**Work to do**
Beginning with the line where "target | dense green forest" appears, repeat every remaining line of the entries exactly, the last line included.

**Records for the task**
----------

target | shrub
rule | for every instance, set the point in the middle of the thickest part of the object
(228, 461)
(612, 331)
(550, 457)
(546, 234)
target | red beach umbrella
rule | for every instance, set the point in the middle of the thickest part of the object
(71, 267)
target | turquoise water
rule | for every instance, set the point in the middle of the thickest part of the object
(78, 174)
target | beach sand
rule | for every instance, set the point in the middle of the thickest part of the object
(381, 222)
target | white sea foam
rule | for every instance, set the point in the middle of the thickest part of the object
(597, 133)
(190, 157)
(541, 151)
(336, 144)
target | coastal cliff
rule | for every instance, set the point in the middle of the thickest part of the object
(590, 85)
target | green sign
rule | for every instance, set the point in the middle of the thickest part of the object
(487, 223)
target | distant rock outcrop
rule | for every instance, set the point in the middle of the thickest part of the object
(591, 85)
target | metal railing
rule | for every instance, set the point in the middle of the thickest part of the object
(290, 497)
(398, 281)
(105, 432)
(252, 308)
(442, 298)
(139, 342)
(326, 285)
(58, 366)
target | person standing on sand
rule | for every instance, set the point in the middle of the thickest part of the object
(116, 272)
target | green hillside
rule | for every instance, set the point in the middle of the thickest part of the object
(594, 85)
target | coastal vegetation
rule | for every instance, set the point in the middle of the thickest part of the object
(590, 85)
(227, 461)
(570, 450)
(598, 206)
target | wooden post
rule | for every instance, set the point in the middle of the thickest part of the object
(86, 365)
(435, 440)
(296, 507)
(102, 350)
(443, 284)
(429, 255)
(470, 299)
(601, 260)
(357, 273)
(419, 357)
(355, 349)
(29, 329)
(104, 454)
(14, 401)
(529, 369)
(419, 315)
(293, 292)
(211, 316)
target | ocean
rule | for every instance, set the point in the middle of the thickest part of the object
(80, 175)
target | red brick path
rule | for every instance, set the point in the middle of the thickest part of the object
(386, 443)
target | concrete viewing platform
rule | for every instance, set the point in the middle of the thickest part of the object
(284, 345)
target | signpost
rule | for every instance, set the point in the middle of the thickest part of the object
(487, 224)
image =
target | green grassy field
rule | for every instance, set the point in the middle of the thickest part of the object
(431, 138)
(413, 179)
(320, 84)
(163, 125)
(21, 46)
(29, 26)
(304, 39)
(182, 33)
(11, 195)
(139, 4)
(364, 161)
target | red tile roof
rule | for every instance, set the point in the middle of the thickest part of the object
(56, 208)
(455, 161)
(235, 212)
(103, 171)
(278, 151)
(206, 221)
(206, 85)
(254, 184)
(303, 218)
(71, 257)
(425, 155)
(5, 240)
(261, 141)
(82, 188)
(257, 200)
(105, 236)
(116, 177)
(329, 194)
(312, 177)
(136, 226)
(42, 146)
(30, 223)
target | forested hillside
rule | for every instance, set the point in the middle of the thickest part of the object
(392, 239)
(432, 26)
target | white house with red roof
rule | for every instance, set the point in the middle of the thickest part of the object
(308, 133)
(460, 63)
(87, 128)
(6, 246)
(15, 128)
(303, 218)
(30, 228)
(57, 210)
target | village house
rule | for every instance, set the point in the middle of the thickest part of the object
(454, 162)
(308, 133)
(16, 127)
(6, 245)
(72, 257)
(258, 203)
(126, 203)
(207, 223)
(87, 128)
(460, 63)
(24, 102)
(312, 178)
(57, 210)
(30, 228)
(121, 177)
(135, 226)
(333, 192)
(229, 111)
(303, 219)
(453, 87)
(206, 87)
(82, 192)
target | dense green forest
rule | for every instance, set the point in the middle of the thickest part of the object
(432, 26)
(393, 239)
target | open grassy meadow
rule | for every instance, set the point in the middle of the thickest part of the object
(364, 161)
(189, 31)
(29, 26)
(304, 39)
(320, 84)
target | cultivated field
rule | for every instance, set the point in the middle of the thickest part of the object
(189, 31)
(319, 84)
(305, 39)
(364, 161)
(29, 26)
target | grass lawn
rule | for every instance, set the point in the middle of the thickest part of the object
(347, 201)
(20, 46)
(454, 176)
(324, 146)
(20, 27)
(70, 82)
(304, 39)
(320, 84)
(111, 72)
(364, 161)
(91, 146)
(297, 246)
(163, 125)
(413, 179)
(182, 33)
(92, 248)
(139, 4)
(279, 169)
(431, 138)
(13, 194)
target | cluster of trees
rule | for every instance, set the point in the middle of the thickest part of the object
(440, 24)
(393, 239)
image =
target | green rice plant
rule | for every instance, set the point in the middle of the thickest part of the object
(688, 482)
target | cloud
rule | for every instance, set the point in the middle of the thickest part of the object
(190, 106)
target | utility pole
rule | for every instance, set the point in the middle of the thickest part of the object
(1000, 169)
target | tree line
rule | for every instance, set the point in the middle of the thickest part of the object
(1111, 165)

----------

**Result of the exercise**
target | dense green forest
rule | for every instance, set the point in the middle of the thickest part of the object
(432, 26)
(393, 239)
target | open grassy meadow
rule | for every instance, set the point in the middle of the thickest part of the object
(364, 161)
(189, 31)
(29, 26)
(304, 39)
(320, 84)
target | cultivated field
rule | for every instance, set the point in the middle of the thickest part of the object
(189, 31)
(319, 84)
(305, 39)
(364, 161)
(29, 26)
target | grass lawn
rule | for every instance, set the point in the middle of the thickest part of the object
(347, 201)
(20, 46)
(454, 176)
(324, 146)
(20, 27)
(70, 82)
(304, 39)
(320, 84)
(111, 72)
(364, 161)
(91, 146)
(297, 246)
(163, 125)
(413, 179)
(182, 33)
(92, 248)
(139, 4)
(279, 169)
(431, 138)
(13, 194)
target | cluster of trees
rule | for every instance, set the point in the middle of the thickest part of the object
(440, 24)
(393, 239)
image =
target | green rice plant
rule | for every instance, set the point in the middle of the thickest part of the object
(688, 482)
target | cloud
rule | for every instance, set the point in the middle of the thickest part of the object
(190, 106)
target | utility pole
rule | for every instance, set the point in the middle of the thickest part of the object
(1000, 169)
target | tree line
rule | for every instance, set the point in the middle of the thickest part of the object
(1111, 165)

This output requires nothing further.